— WHAT IS EXPECTED —
Can you give the data again from its beginning through the line containing "[[227,150],[228,38],[61,30],[60,40],[61,158]]", replacing "layered cloud formation" with "stratified cloud bank" and keeping everything else the same?

++++++++++++++++++++

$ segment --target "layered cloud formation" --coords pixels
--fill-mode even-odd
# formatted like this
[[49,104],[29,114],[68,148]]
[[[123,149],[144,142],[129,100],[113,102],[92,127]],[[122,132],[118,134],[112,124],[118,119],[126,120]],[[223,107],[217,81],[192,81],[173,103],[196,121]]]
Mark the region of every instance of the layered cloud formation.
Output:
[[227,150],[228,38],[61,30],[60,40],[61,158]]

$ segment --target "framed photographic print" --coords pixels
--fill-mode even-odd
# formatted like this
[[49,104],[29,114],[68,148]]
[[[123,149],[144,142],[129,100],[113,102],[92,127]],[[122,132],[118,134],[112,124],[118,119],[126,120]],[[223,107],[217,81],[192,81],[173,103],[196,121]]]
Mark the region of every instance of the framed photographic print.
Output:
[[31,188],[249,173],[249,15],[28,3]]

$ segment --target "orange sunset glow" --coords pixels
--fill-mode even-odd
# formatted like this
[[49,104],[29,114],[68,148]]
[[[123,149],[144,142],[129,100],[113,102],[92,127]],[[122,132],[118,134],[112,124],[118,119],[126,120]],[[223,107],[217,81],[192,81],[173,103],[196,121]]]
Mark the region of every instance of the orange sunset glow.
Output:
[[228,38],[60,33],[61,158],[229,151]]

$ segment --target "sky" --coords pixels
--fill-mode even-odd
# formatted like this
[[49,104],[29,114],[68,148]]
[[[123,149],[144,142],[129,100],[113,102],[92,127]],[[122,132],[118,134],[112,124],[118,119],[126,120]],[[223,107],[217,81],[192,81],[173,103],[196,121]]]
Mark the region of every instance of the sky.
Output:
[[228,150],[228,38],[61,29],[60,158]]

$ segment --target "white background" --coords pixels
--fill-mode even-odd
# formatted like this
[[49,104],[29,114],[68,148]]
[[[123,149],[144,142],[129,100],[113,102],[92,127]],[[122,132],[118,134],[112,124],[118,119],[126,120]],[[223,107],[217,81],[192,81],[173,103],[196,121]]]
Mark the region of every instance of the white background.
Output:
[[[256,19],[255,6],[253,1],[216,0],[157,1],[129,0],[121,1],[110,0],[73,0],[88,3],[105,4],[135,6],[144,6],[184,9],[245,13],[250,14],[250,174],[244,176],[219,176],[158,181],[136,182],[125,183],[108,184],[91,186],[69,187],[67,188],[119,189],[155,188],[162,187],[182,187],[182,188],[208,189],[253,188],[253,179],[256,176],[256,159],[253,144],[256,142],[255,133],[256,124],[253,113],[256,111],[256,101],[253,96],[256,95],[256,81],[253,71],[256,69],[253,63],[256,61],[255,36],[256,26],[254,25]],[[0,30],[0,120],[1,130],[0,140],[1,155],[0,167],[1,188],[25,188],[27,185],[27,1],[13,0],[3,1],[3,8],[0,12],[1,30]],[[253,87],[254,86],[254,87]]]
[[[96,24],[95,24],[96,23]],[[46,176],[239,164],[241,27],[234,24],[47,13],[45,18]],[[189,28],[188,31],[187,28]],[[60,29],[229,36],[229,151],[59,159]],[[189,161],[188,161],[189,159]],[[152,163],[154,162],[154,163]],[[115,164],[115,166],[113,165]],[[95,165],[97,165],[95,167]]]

++++++++++++++++++++

— ANSWER —
$ segment --target "stratified cloud bank" --coords pixels
--fill-mode even-odd
# formatted like this
[[49,104],[29,114],[68,148]]
[[[123,149],[144,142],[129,100],[113,102],[92,127]],[[122,132],[118,134],[112,124],[118,119],[126,120]],[[223,107],[217,81],[192,81],[173,103],[196,121]]]
Mark the region of every instance of the stratified cloud bank.
Output:
[[227,150],[228,38],[61,30],[60,40],[61,158]]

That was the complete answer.